===== Trecho para leitura =====

Pela tarde chegaram cirurgias maiores, próteses, grandes fixações, etc. Também muito legais, mas ainda longe do meu domínio pessoal... Quase não sei fazer ainda as coisas mais simples, quem me dera ser capaz de aprender as grandes cirurgias ortopédicas.

O último paciente teve a cirurgia suspensa, por falta de sangue compatível no banco de sangue. É que ele era politransfundido e não poderia receber qualquer sangue por causa disso, pois poderia causar uma reação grande, até a morte... E o paciente seria submetido a uma cirurgia grande, já não tinha lá boas condições de saúde, e era muito provável que fosse precisar daquele sangue. Por bem o assistente preferiu suspender a cirurgia naquele dia, seria marcada para sexta-feira, que é feriado, porém um dia mais "seguro" para operar, já que daria tempo do banco de sangue se preparar melhor.

===== Registros fornecidos =====

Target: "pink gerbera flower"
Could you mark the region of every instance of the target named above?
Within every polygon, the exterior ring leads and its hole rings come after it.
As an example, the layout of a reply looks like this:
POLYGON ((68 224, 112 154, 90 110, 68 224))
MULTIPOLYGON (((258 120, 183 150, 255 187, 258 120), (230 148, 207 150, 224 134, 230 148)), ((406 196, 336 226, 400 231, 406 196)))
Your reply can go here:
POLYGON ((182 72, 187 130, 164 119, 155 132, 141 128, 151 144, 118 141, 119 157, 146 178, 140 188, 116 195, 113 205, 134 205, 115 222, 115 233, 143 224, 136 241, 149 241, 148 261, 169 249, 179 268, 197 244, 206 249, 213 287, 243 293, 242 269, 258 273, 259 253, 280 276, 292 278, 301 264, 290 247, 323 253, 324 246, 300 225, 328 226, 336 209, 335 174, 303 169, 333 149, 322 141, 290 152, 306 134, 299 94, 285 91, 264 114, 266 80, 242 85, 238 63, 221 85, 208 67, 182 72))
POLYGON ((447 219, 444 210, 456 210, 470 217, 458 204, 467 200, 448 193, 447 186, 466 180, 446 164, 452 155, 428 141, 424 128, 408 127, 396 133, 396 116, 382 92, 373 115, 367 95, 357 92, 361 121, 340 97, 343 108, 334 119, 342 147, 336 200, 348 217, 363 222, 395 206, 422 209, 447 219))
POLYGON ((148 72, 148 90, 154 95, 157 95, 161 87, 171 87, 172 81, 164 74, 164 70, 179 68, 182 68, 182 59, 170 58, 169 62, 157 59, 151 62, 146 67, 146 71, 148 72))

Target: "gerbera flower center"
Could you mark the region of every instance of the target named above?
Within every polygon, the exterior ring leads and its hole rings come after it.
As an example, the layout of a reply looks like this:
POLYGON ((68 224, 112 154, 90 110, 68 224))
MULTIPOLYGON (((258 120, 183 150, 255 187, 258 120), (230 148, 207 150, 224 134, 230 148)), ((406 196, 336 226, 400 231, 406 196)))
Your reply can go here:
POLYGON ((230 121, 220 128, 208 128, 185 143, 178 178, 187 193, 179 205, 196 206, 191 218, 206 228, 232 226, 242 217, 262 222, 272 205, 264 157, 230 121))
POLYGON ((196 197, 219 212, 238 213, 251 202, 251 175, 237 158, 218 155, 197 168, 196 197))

=====
===== Registros fornecidos =====

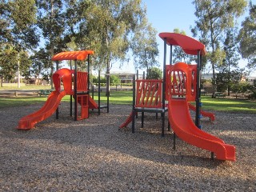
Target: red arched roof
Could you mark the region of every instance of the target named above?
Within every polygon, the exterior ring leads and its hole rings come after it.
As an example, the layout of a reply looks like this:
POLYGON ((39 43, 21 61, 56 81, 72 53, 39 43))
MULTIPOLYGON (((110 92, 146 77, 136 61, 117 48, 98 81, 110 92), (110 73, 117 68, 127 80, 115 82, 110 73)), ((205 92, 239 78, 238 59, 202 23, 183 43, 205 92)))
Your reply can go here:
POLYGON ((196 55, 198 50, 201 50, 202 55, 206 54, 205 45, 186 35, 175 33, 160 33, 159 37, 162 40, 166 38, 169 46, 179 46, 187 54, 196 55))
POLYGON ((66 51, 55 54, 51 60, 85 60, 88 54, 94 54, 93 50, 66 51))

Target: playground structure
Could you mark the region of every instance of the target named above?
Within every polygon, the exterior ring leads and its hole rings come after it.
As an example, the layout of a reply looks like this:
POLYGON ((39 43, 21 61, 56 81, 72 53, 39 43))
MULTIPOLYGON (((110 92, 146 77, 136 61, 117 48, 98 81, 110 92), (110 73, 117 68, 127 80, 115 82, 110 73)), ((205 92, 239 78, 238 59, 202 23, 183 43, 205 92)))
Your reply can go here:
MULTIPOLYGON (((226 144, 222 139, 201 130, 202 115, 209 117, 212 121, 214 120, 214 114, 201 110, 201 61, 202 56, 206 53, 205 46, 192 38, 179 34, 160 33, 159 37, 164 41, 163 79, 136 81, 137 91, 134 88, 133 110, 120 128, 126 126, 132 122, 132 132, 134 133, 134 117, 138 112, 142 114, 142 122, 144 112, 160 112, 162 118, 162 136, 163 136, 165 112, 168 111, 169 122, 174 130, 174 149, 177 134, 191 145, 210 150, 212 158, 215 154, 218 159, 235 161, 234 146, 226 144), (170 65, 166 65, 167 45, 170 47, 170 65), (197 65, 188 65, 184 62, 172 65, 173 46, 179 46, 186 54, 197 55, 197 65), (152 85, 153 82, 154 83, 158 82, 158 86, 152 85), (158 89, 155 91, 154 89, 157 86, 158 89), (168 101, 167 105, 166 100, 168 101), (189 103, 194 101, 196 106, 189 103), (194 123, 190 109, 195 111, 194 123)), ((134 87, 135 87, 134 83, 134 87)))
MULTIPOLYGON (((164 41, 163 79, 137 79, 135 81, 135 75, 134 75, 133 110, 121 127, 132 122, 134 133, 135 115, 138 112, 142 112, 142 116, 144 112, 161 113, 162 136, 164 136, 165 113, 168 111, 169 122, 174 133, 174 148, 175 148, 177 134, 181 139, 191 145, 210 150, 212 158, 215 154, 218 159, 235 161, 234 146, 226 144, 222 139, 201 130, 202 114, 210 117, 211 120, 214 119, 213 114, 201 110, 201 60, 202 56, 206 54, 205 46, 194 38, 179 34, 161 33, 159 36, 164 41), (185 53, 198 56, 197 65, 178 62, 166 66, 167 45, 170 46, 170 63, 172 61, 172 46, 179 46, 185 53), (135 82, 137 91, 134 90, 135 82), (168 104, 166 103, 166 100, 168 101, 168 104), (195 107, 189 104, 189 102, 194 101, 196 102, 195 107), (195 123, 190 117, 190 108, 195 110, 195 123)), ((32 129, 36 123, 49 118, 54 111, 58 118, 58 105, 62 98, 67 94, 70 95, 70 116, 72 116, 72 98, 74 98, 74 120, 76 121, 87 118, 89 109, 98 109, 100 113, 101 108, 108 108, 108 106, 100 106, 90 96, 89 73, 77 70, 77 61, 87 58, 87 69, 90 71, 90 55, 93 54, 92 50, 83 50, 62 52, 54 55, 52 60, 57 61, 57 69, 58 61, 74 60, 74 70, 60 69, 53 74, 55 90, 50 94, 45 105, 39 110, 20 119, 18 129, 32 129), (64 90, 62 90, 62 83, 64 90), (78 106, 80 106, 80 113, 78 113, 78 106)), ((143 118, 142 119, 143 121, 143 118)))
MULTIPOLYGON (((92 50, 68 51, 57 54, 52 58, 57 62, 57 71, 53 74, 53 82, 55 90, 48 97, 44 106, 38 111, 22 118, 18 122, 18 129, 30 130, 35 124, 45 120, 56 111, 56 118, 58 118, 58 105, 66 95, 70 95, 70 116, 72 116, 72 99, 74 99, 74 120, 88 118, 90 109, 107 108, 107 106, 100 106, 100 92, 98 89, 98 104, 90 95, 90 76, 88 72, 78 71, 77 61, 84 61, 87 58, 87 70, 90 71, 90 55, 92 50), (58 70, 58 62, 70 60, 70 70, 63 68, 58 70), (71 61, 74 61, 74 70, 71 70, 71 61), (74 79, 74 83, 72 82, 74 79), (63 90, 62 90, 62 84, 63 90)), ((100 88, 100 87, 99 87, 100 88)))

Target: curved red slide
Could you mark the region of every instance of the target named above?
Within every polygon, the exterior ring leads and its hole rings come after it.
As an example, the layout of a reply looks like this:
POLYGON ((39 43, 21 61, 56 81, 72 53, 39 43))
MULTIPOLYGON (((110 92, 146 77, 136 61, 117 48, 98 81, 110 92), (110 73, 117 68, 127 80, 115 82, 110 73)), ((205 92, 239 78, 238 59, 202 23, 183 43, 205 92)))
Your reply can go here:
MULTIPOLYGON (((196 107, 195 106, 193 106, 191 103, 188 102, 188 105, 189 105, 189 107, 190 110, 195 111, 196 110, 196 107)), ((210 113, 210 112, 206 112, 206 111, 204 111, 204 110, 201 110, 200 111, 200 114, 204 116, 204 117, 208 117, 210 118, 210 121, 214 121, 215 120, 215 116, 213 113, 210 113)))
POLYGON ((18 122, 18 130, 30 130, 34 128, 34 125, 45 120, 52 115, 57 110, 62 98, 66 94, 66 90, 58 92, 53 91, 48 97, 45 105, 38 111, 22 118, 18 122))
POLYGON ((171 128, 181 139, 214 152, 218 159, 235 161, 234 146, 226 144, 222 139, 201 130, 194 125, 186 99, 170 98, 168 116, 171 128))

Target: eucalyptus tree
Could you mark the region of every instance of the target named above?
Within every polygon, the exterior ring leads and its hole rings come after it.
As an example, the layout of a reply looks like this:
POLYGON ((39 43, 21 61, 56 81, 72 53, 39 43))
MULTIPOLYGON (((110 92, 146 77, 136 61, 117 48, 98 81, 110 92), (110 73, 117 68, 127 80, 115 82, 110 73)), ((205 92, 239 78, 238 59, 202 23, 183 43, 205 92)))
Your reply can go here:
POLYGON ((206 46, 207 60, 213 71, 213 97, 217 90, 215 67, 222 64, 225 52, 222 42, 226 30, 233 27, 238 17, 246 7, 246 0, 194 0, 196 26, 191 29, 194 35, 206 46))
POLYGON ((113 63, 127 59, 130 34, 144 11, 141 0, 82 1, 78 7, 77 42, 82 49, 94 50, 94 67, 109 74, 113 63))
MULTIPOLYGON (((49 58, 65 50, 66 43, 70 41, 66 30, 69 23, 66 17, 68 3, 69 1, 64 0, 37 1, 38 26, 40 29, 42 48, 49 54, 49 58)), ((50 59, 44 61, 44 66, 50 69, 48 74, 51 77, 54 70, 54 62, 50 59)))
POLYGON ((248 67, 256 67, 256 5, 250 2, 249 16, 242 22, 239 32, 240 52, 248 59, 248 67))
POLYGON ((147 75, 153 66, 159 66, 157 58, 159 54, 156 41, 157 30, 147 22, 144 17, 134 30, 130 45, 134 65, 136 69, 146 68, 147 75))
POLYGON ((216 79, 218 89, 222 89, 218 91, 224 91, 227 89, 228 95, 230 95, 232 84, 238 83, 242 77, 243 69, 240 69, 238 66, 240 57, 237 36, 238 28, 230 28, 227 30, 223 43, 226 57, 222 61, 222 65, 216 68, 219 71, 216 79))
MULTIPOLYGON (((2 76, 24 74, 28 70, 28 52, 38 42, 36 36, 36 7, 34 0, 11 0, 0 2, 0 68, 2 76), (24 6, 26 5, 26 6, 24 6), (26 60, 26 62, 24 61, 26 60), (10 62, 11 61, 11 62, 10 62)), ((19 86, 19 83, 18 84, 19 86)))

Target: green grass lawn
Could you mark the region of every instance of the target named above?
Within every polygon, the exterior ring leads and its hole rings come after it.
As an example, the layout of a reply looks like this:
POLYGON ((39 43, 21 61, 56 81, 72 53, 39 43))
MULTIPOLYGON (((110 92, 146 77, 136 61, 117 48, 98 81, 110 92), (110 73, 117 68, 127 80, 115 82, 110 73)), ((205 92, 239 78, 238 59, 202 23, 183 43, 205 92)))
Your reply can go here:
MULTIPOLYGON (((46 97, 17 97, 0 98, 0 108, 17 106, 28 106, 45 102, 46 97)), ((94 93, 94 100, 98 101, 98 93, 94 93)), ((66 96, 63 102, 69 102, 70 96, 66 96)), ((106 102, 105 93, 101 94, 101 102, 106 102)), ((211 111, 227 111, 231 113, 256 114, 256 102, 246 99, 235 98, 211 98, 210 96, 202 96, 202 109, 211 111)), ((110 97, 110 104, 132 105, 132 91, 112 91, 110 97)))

=====
===== Registros fornecidos =====

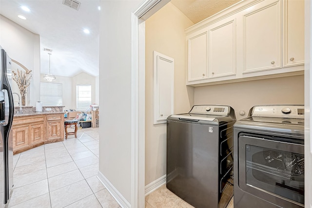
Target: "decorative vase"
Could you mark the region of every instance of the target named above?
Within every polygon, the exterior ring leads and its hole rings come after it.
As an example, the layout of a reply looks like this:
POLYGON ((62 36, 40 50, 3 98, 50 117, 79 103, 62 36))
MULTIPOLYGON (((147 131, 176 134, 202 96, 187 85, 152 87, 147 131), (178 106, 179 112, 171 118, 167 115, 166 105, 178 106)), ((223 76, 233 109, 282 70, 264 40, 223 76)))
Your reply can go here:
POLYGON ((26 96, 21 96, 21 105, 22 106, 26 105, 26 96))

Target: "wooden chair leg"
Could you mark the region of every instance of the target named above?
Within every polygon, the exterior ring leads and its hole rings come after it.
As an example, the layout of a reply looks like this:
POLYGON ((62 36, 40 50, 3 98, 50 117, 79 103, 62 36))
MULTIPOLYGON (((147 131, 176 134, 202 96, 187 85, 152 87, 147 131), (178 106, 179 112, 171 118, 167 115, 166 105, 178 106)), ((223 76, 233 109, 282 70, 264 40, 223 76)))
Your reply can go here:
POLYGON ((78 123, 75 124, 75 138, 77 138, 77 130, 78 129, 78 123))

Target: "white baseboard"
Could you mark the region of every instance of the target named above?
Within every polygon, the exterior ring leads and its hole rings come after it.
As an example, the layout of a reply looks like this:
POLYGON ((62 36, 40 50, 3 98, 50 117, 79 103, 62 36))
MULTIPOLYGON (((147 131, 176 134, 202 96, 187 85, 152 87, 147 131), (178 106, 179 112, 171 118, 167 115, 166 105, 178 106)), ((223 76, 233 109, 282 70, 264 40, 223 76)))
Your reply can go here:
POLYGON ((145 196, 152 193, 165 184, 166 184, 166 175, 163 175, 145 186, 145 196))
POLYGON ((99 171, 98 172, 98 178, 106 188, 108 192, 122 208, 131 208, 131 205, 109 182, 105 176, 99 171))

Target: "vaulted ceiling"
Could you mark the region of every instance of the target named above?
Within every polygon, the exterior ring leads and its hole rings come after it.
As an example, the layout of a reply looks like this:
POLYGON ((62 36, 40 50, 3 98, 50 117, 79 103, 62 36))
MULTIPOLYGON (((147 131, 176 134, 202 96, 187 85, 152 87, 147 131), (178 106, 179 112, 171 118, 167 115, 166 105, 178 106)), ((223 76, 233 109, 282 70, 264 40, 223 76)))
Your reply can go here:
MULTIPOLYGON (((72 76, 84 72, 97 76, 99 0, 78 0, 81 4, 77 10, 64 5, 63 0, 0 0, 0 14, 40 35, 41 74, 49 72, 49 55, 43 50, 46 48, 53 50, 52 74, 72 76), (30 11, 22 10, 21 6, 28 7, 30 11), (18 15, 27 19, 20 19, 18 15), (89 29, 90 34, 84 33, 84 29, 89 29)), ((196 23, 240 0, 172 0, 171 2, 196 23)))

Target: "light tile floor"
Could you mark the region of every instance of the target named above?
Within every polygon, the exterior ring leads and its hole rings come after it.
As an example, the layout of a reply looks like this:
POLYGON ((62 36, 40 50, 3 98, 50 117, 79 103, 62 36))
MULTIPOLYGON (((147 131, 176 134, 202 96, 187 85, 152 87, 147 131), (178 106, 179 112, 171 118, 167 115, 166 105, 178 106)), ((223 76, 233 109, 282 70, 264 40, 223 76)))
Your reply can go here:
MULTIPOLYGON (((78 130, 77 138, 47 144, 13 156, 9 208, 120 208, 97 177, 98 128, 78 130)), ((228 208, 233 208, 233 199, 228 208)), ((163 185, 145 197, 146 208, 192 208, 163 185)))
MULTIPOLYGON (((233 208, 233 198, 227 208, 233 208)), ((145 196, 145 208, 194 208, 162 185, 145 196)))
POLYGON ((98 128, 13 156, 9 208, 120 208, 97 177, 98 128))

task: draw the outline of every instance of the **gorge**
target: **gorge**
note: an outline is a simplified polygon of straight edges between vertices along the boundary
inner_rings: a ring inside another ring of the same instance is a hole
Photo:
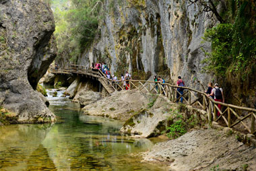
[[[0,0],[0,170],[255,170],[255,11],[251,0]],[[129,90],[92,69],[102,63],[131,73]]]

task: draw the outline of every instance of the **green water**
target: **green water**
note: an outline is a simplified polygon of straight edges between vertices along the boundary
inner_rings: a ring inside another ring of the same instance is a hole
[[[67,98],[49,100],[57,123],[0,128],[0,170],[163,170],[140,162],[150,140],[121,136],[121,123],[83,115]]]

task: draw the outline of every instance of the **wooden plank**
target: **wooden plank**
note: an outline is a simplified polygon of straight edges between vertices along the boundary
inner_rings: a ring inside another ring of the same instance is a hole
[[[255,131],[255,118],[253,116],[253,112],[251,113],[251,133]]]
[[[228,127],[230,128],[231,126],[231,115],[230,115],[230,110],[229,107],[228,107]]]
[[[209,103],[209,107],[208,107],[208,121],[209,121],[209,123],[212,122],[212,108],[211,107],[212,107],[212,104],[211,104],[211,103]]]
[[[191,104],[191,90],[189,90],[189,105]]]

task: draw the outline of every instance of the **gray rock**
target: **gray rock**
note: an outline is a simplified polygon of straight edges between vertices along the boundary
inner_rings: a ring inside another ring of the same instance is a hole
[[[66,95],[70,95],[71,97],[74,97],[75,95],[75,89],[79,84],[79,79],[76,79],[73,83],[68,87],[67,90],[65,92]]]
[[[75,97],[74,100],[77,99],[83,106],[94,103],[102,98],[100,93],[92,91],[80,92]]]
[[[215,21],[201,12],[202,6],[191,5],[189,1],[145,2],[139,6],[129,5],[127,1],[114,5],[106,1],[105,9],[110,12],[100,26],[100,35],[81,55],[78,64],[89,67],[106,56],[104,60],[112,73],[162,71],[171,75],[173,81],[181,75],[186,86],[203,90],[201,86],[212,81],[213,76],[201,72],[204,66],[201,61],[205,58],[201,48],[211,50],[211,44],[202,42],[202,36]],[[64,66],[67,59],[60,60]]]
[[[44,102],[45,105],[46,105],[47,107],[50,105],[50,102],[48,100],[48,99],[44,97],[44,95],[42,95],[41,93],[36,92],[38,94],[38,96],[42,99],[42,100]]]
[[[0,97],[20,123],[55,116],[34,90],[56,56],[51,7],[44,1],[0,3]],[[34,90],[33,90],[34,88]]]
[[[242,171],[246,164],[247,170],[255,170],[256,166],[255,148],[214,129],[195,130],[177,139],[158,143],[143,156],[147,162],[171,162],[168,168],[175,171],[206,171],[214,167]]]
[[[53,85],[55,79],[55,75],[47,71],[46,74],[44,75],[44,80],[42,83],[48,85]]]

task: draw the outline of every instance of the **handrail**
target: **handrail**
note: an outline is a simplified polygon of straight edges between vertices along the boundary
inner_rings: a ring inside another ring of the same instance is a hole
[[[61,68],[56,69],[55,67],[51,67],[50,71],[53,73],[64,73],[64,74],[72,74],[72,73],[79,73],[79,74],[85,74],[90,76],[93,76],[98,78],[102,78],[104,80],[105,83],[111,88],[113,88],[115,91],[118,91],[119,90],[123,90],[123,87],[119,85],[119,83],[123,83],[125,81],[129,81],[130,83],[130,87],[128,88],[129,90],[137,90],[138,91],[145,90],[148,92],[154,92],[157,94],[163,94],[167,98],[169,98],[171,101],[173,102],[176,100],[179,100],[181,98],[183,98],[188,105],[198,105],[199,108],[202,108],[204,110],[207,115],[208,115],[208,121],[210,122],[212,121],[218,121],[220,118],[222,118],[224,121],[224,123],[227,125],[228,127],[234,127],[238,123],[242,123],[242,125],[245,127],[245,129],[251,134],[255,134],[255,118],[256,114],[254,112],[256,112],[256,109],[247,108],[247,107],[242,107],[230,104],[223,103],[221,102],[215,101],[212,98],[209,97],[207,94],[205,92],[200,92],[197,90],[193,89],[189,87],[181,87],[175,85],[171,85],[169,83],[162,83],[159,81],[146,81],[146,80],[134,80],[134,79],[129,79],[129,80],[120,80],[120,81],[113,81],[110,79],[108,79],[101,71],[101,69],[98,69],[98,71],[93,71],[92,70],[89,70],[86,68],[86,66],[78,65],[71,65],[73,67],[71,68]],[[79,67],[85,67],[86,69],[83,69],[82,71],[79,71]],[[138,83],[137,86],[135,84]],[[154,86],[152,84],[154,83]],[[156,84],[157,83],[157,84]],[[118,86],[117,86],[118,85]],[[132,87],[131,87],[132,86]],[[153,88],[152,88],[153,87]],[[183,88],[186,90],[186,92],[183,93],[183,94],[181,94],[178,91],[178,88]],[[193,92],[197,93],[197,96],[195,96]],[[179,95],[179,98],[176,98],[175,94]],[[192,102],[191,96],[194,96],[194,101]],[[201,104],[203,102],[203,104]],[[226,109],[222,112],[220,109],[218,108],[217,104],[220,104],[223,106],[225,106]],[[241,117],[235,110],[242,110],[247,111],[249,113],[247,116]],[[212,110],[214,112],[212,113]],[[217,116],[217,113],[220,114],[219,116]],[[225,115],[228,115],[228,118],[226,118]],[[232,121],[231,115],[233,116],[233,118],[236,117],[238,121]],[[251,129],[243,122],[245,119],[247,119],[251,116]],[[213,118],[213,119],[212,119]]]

=====

== Enunciado ==
Transcreva, sem mudar nada, a parte do relato sobre as cirurgias que vai de "Pela tarde chegaram" até "grandes cirurgias ortopédicas.". Use somente o relato como base.

== Resolução ==
Pela tarde chegaram cirurgias maiores, próteses, grandes fixações, etc. Também muito legais, mas ainda longe do meu domínio pessoal... Quase não sei fazer ainda as coisas mais simples, quem me dera ser capaz de aprender as grandes cirurgias ortopédicas.